## start Page

In Java, empty HashMap space allocation - java

How can i tell how much space a pre-sized HashMap takes up before any elements are added? For example how do i determine how much memory the following takes up?
HashMap<String, Object> map = new HashMap<String, Object>(1000000);

In principle, you can:
calculate it by theory:
look at the implementation of HashMap to figure out what this method does.
look at the implementation of the VM to know how much space the individual created objects take.
measure it somehow.
Most of the other answers are about the second way, so I'll look at the first one (in OpenJDK source, 1.6.0_20).
The constructor uses a capacity that is the next power of two >= your initialCapacity parameter, thus 1048576 = 2^20 in our case.
It then creates an new Entry[capacity] and assigns it to the table variable. (Additionally it assigns some primitive variables).
So, we now have one quite small HashMap object (it contains only 3 ints, one float and one reference variable), and one quite big Entry[] object. This array needs space for their array elements (which are normal reference variables) and some metadata (size, class).
So, it comes down to how big a reference variable is. This depends on VM implementation - usually in 32-bit VMs it is 32 bit (= 4 bytes), in 64-bit VMs 64 bit (= 8 bytes).
So, basically on 32-bit VMs your array takes 4 MB, on 64-bit VMs it takes 8 MB, plus some tiny administration data.
If you then fill your HashTable with mappings, each mapping corresponds to a Entry object. This entry object consists of one int and three references, taking about 24 bytes on 32-bit VMs, maybe the double on 64-bit VMs. Thus your 1000000-mappings HashMap (assuming an load factor > 1) would take ~28 MB on 32-bit-VMs and ~56 MB on 64-bit VMs.
Additionally to the key and value objects themselves, of course.

You could check memory usage before and after creation of the variable. For example:
long preMemUsage = Runtime.getRuntime().totalMemory() -
Runtime.getRuntime().freeMemory();
HashMap<String> map = new HashMap<String>(1000000);
long postMemUsage = Runtime.getRuntime().totalMemory() -
Runtime.getRuntime().freeMemory();

The exact answer will depend on the version of Java you are using, the JVM vendor and the target platform, and is best determined by direct measurement, as described in other answers.
But as a simple estimate, the size is likely to be either ~4 * 2^20 or ~8 * 2^20 bytes, for a 32 bit or 64 bit jvm respectively.
Reasoning:
The Sun Java 1.6 implementation of HashMap has a fixed side top-level object and a table field that points to the array of references to hash chains.
In a newly created (empty) HashMap the references are all null and the array size is the next power of two larger that the supplied initialCapacity. (Yes ... I checked the source code.)
A reference occupies 4 bytes on a typical 32bit JVM and 8 bytes on a typical 64 bit JVM. Some 64 bit JVMs support compact references ("compressed oops"), but you need to set JVM options to enable this.
The top object has 5 fields including the table array reference, but this is a relatively small constant overhead.

## end Page
## start Given information

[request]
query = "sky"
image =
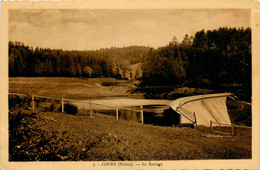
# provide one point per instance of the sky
(91, 29)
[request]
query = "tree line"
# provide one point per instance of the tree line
(28, 62)
(217, 59)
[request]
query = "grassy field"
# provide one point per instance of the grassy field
(50, 135)
(75, 88)
(46, 136)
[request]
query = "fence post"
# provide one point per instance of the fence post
(116, 112)
(33, 101)
(196, 125)
(62, 105)
(232, 129)
(90, 108)
(142, 114)
(211, 126)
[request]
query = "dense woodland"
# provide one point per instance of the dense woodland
(218, 59)
(39, 62)
(214, 59)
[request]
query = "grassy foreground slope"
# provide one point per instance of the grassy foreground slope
(74, 88)
(47, 136)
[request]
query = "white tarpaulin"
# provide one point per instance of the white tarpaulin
(203, 108)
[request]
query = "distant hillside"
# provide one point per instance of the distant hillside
(24, 61)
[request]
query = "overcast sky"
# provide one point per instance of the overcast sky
(94, 29)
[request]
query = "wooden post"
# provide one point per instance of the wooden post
(142, 114)
(211, 126)
(62, 105)
(33, 101)
(90, 108)
(195, 120)
(232, 129)
(116, 112)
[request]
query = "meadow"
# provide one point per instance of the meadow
(49, 135)
(53, 136)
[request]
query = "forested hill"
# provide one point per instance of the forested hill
(214, 59)
(113, 62)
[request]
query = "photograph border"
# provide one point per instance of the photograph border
(253, 163)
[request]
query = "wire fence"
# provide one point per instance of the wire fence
(232, 130)
(82, 107)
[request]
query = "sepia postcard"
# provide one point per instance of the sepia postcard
(130, 84)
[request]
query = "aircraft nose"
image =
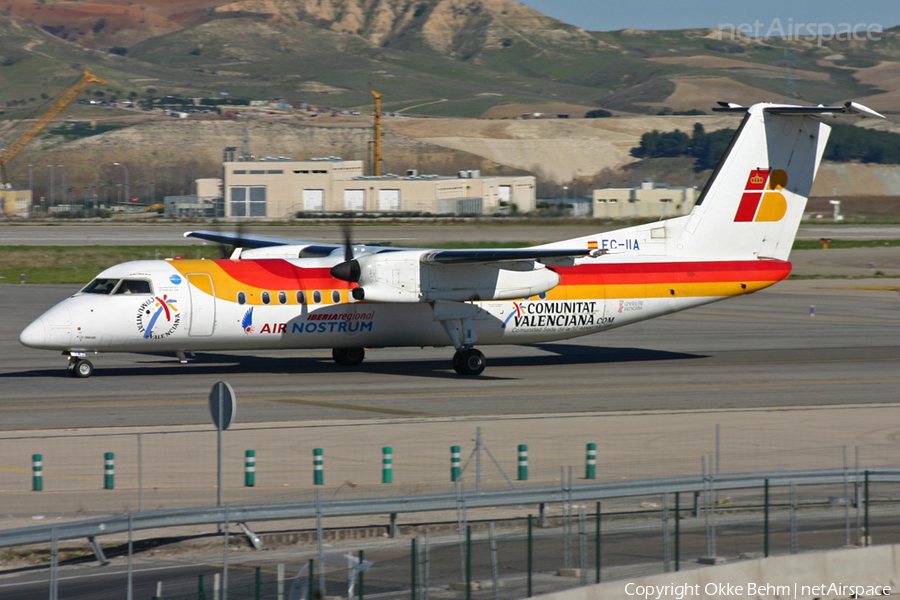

## end Given information

* Directives:
**A.** Translate this sentence from the HashMap thread into Spanish: "A reference occupies 4 bytes on a typical 32bit JVM and 8 bytes on a typical 64 bit JVM."
**B.** In the HashMap thread, about how many bytes does one Entry object take on 32-bit VMs?
**C.** Pick up the HashMap thread after its last sentence and keep writing.
You won't need the rows for any of this.

* Outputs for the tasks:
**A.** Una referencia ocupa 4 bytes en una JVM típica de 32 bits y 8 bytes en una JVM típica de 64 bits.

**B.** About 24 bytes.

**C.**
The top object and the array have object header overheads, but these are constant and relatively small.
Thus the size of the table array dominates, and it is 2^20 (the next power of 2 greater than 1,000,000) multiplied by the size of a reference.
So, this tells you that setting a large initial capacity really does use a lot of memory. On the other hand, if the initial capacity is a good estimate of the map's capacity when fully populated, you will save significant amounts of time by setting it. (This avoids a number of cycles of reallocating the array and rebuilding of the hash chains.)

You could probably use a profiler like VisualVM and track memory use.
Have a look at this too: http://www.velocityreviews.com/forums/t148009-java-hashmap-size.html

I'd have a look at this article: http://www.javaworld.com/javaworld/javatips/jw-javatip130.html
In short, java does not have a C-style sizeof operator. You could use profiling tools, but IMO the above link gives the simplest solution.
Another piece of info that may be helpful: an empty java String consumes 40 bytes. One million of them would probably be at least 40MB...

I agree that a profiler is really the only way to tell. The other bit of relevant information is whether you're using a 32-bit or 64-bit JVM. The amount of overhead due to memory references (pointers) varies depending on that and whether you have compressed oops turned on. I've found that for smaller data sets the overhead of objects and pointers is significant.

In the latest version of Java 1.7 (I'm looking at 1.7.0_55) HashMap actually lazily instantiates its internal table. It's only instantiated when put() is called - see the private method "inflateTable()". So your HashMap, before you add anything to it at least, will occupy only the handful of bytes of object overhead and instance fields.

You should be able to use VisualVM (comes with JDK 6 or can be downloaded) to create a memory snapshot and inspect the allocated objects for their size.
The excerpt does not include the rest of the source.